:: REQUIRED TASK ::
The records that follow are to be transcribed in full, without their images.

** Start **

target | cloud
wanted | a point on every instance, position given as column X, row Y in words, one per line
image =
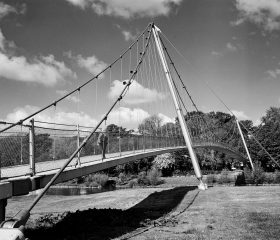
column 136, row 94
column 264, row 13
column 240, row 115
column 127, row 117
column 231, row 47
column 274, row 73
column 91, row 64
column 71, row 98
column 46, row 70
column 215, row 53
column 165, row 119
column 128, row 36
column 6, row 9
column 128, row 8
column 59, row 117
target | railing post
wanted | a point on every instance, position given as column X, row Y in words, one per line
column 120, row 146
column 32, row 148
column 108, row 142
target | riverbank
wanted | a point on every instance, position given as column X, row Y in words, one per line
column 170, row 212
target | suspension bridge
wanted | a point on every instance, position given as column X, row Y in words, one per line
column 36, row 153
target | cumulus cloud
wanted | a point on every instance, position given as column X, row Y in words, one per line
column 215, row 53
column 128, row 8
column 231, row 47
column 128, row 36
column 59, row 117
column 136, row 94
column 274, row 73
column 240, row 115
column 92, row 64
column 71, row 98
column 6, row 9
column 45, row 70
column 127, row 117
column 265, row 13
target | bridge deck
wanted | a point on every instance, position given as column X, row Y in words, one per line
column 17, row 183
column 14, row 186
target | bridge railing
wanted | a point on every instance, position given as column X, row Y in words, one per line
column 14, row 146
column 52, row 144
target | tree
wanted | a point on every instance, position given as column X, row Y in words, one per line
column 268, row 134
column 150, row 125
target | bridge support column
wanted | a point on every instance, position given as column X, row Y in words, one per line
column 244, row 143
column 32, row 148
column 201, row 186
column 78, row 145
column 3, row 204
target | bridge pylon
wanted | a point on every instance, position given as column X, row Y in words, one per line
column 183, row 124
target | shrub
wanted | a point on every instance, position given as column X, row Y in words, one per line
column 211, row 178
column 142, row 179
column 269, row 178
column 277, row 177
column 240, row 179
column 224, row 177
column 132, row 183
column 255, row 177
column 153, row 177
column 122, row 178
column 165, row 162
column 95, row 180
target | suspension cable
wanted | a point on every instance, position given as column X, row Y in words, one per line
column 76, row 89
column 122, row 94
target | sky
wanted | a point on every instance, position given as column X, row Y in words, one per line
column 48, row 48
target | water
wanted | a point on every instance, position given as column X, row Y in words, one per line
column 74, row 191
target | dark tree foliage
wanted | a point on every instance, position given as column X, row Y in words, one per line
column 268, row 134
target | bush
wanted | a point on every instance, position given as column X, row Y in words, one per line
column 95, row 180
column 255, row 177
column 277, row 177
column 224, row 177
column 240, row 179
column 269, row 178
column 132, row 183
column 165, row 162
column 142, row 179
column 122, row 178
column 153, row 177
column 211, row 178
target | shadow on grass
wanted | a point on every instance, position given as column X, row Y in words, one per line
column 263, row 225
column 107, row 223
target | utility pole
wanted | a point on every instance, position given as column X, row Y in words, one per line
column 201, row 186
column 244, row 143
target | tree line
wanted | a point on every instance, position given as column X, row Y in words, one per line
column 212, row 126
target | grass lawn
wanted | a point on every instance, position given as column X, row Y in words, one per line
column 227, row 213
column 170, row 212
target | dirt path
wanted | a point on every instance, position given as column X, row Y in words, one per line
column 159, row 213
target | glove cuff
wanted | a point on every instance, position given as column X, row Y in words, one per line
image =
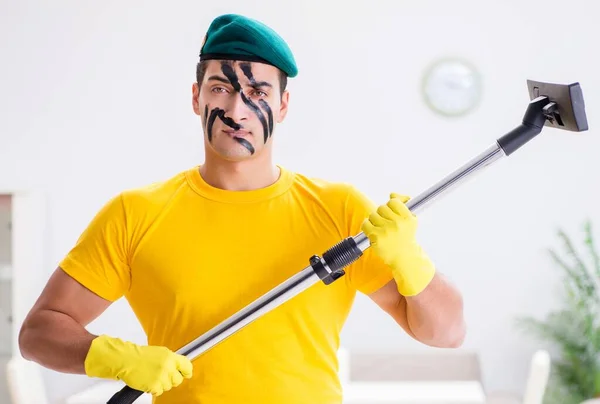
column 413, row 272
column 104, row 357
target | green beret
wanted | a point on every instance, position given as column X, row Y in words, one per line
column 236, row 37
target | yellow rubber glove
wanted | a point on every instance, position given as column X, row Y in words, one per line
column 151, row 369
column 391, row 230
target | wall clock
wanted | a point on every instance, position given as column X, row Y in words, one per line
column 451, row 87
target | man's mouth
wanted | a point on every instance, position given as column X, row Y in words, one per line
column 237, row 133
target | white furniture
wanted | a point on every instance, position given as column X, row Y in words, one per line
column 539, row 373
column 25, row 382
column 460, row 392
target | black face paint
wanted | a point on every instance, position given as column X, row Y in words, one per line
column 232, row 77
column 247, row 69
column 218, row 112
column 246, row 144
column 267, row 108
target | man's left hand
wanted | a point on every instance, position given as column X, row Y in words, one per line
column 391, row 230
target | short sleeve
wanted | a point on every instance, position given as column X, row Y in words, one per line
column 369, row 273
column 99, row 259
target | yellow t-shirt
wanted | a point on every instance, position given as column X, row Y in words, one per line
column 186, row 256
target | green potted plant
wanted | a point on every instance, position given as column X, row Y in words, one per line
column 573, row 331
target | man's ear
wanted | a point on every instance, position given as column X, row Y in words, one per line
column 195, row 101
column 285, row 99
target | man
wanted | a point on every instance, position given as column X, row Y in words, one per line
column 193, row 250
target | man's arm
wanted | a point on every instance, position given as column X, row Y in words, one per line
column 53, row 333
column 433, row 317
column 421, row 300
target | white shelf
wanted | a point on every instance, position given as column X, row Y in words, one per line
column 5, row 272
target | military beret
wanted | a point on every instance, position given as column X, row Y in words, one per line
column 233, row 36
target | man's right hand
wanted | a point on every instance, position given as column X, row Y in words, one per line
column 151, row 369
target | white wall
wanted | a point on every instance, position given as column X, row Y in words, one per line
column 96, row 98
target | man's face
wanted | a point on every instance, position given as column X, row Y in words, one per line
column 239, row 104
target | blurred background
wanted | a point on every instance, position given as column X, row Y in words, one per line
column 391, row 96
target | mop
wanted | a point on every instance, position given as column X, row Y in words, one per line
column 559, row 106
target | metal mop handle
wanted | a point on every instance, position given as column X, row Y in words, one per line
column 331, row 265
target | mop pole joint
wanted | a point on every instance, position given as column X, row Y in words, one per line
column 331, row 266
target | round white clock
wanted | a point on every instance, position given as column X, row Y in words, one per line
column 451, row 87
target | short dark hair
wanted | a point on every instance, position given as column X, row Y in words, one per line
column 201, row 71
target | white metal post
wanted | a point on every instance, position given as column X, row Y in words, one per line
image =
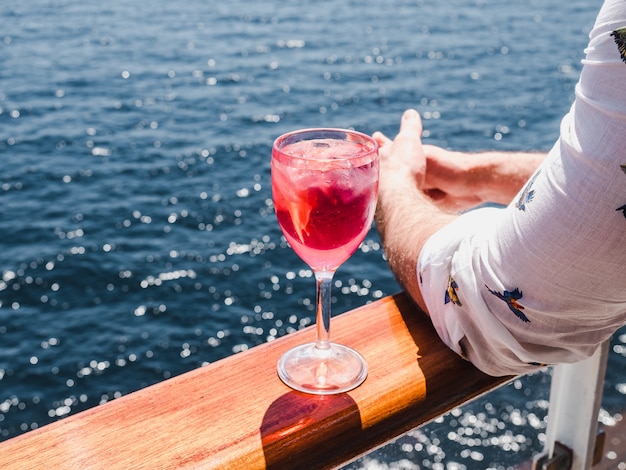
column 575, row 398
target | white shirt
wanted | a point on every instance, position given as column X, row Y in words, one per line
column 543, row 281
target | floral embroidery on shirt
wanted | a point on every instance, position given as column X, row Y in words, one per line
column 511, row 298
column 620, row 39
column 451, row 295
column 622, row 208
column 527, row 194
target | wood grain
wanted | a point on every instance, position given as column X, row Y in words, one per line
column 237, row 414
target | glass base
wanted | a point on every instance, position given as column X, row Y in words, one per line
column 318, row 371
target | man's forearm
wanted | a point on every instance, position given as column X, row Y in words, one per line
column 405, row 219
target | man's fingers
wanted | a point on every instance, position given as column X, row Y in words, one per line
column 381, row 139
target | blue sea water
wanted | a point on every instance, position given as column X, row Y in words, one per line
column 138, row 239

** End **

:: REPLY TO THE EXERCISE ::
target | cloud
wanted | a point on every instance, position given as column X, row Y in words, one per line
image =
column 136, row 94
column 264, row 13
column 240, row 115
column 127, row 117
column 231, row 47
column 274, row 73
column 91, row 64
column 71, row 98
column 46, row 70
column 215, row 53
column 165, row 119
column 128, row 36
column 6, row 9
column 128, row 8
column 59, row 117
target | railing post
wanted | a point on every instance, position given as column X, row Y in words, one per line
column 120, row 146
column 32, row 148
column 108, row 142
target | riverbank
wanted | a point on every instance, position given as column X, row Y in words, one per line
column 170, row 212
target | suspension bridge
wanted | a point on every instance, position given as column X, row Y in words, one per line
column 36, row 153
target | cumulus cloud
wanted | a point on every instance, position given as column X, row Y in words, one per line
column 215, row 53
column 128, row 8
column 231, row 47
column 128, row 36
column 59, row 117
column 136, row 94
column 274, row 73
column 240, row 115
column 92, row 64
column 71, row 98
column 6, row 9
column 45, row 70
column 127, row 117
column 265, row 13
target | bridge deck
wanted | a point on every instance, position given as column X, row Y in words, one per line
column 17, row 183
column 14, row 186
target | bridge railing
wanted | a point on every instance, position given as column X, row Y in words, one per line
column 14, row 146
column 52, row 144
target | tree
wanted | a point on every instance, position given as column X, row Y in words, one per line
column 268, row 134
column 150, row 125
target | bridge support column
wanted | a point on every instance, position given as column X, row Y in words, one per line
column 244, row 143
column 32, row 148
column 201, row 186
column 78, row 145
column 3, row 204
target | bridge pylon
wanted | a point on every instance, position given as column X, row Y in words, one per line
column 183, row 124
target | shrub
wanted | a point on every instance, position given as column X, row Y in words, one per line
column 211, row 178
column 142, row 179
column 269, row 178
column 277, row 177
column 240, row 179
column 224, row 177
column 132, row 183
column 255, row 177
column 153, row 177
column 122, row 178
column 165, row 162
column 95, row 180
target | suspension cable
wanted | a point on every instance, position given as column X, row Y in words, one per line
column 76, row 89
column 122, row 94
target | sky
wanted | a point on every instance, position given as column X, row Y in words, one per line
column 48, row 48
target | water
wanted | a point on every instance, position given as column X, row Y in words, one per line
column 74, row 191
target | dark tree foliage
wanted | a point on every instance, position given as column X, row Y in words, one per line
column 268, row 134
target | bush
wanted | a point on every instance, position given as column X, row Y in words, one per line
column 95, row 180
column 255, row 177
column 277, row 177
column 224, row 177
column 240, row 179
column 269, row 178
column 132, row 183
column 165, row 162
column 142, row 179
column 122, row 178
column 153, row 177
column 211, row 178
target | shadow on grass
wanted | a point on every instance, position given as column X, row Y in words, one per line
column 263, row 225
column 107, row 223
target | utility pole
wanted | a point on every instance, position given as column X, row Y in words, one per line
column 201, row 186
column 244, row 143
target | tree line
wanted | a point on every instance, position given as column X, row Y in words, one per line
column 212, row 126
target | grass lawn
wanted | a point on every instance, position given as column X, row Y in words, one per line
column 227, row 213
column 170, row 212
target | dirt path
wanted | a point on every instance, position given as column X, row Y in words, one per line
column 159, row 213
target | glove cuff
wanted | a point on every instance, position given as column X, row Y in words, one per line
image =
column 413, row 272
column 104, row 357
target | green beret
wanted | a point on every instance, position given as column X, row Y in words, one per line
column 236, row 37
target | yellow rubber glove
wanted | a point on every instance, position given as column X, row Y in words, one per line
column 151, row 369
column 391, row 230
target | wall clock
wanted | a point on every instance, position given as column X, row Y in words, one per line
column 451, row 87
target | man's mouth
wanted | a point on every instance, position given as column X, row Y in words, one per line
column 237, row 133
target | white furniture
wanted | a point on every instance, position given as column X, row Y in words, one per line
column 539, row 373
column 25, row 382
column 460, row 392
target | black face paint
wanted | a point on every instance, position given as column X, row Y in words, one per line
column 232, row 77
column 247, row 69
column 218, row 112
column 246, row 144
column 267, row 108
target | man's left hand
wanted | a point on every instance, position given as column X, row Y in words, one per line
column 391, row 230
target | short sleeve
wanted | a point on every instance, position given as column X, row Y in words, one per line
column 369, row 273
column 99, row 259
target | yellow t-shirt
wanted | a point on every instance, position given as column X, row Y in words, one per line
column 186, row 256
target | green potted plant
wanted | a point on every instance, position given as column X, row Y in words, one per line
column 573, row 331
target | man's ear
wanted | a point on every instance, position given as column X, row Y in words, one per line
column 195, row 101
column 285, row 99
target | man
wanted | a point on every instance, position given as column X, row Y in words, one per line
column 193, row 250
target | man's arm
wanted | a point on every instance, position given as column X, row Y in words, one per line
column 53, row 333
column 433, row 317
column 421, row 300
target | white shelf
wanted | a point on every instance, position given as column X, row Y in words, one per line
column 5, row 272
target | military beret
wanted | a point on every instance, position given as column X, row Y in words, one per line
column 233, row 36
target | man's right hand
wanted | a point on every instance, position given as column X, row Y in words, one per line
column 151, row 369
target | white wall
wanted | a point on every instance, position given as column X, row Y in words, one per line
column 96, row 98
target | man's face
wanted | a point on every instance, position given as column X, row Y in words, one per line
column 239, row 104
target | blurred background
wanted | a point on every instance, position given as column X, row Y in words, one per line
column 391, row 96
target | mop
wanted | a point on every instance, position given as column X, row Y in words, one per line
column 559, row 106
target | metal mop handle
wanted | a point on every instance, position given as column X, row Y in words, one per line
column 331, row 265
target | mop pole joint
wanted | a point on every instance, position given as column X, row Y in words, one per line
column 331, row 266
target | round white clock
wanted | a point on every instance, position given as column X, row Y in words, one per line
column 451, row 87
target | short dark hair
wanted | a point on every instance, position given as column X, row Y in words, one per line
column 201, row 71
target | white metal post
wanted | a point on every instance, position given as column X, row Y in words, one per line
image =
column 575, row 398
target | white shirt
wanted | a point on every instance, position given as column X, row Y in words, one per line
column 543, row 281
target | floral embroidery on shirt
wanted | a point on every instance, position given as column X, row Y in words, one per line
column 511, row 298
column 620, row 39
column 451, row 295
column 622, row 208
column 527, row 194
target | wood grain
wanted | a point on every instance, position given as column X, row Y in words, one per line
column 237, row 414
target | glass base
wanted | a point on every instance, position given as column X, row Y in words, one per line
column 318, row 371
target | man's forearm
wanted | a point on every instance, position given as column X, row Y in words, one per line
column 405, row 219
target | man's fingers
wanted | a point on every instance, position given as column X, row Y in words, one per line
column 381, row 139
target | blue sea water
wanted | a point on every instance, position given as column X, row Y in words, one per line
column 138, row 239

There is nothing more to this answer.